__Source passage__.
- - - -
Reality bites, as the saying goes, for 30-year-old underachievers, best friends and roommates Ryan and Justin.

Narcissistic slacker extraordinaire Ryan has been a refugee from reality since his nascent NFL quarterback career ended before it began (thanks to an injury sustained jumping off a roof at a party). His “job” these days? “Coaching” a group of youngsters in pick-up football games at the park. As for Justin, well, at least he has a real job as a video game designer. But his ideas are routinely ignored.

Both men are on the slow road to nowhere. And both have begun to wonder if it’s time to call it a day in L.A. and head back to their native Ohio.

Not before attending a big costume party with their fellow Los Angeles-area Purdue alumni, though! Ryan’s convinced ghost costumes are the way to go … until he spies two surprisingly realistic police uniforms Justin used to help him design a shoot-’em-up cop game.

The uniforms are so realistic, in fact, that after these two buddies leave the party, everyone they encounter thinks they’re real officers. So why not just go with it for an evening, Ryan suggests, just to see what it’s like: “Let’s be cops!”

So what is it like?

Well, for these two doofuses it seems like a lot of fun to wave your gun around and watch people duck. To have women spontaneously kiss you on the sidewalk. To plow recklessly through traffic in the dilapidated police cruiser they score on eBay. To attract the notice, in Justin’s case, of a pretty restaurant hostess named Josie who never gave him the time of day before.
- - - -
__Dataset content__.
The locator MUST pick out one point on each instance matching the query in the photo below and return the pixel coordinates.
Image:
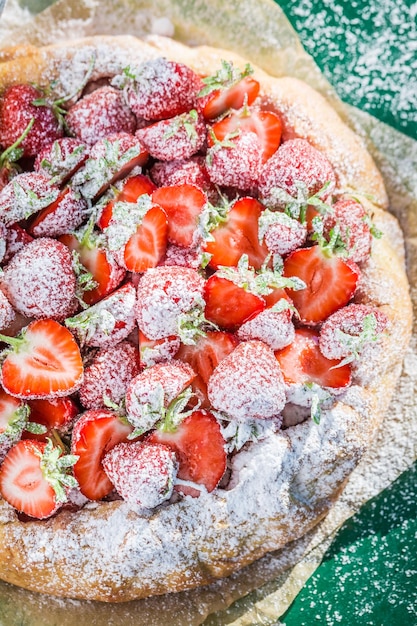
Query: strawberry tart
- - - -
__What you need to do__. Rewrite the passage about Ryan and Justin, starting at "Not before attending" and ending at "shoot-’em-up cop game.", with "ghost costumes" changed to "pirate costumes".

__Response below__.
Not before attending a big costume party with their fellow Los Angeles-area Purdue alumni, though! Ryan’s convinced pirate costumes are the way to go … until he spies two surprisingly realistic police uniforms Justin used to help him design a shoot-’em-up cop game.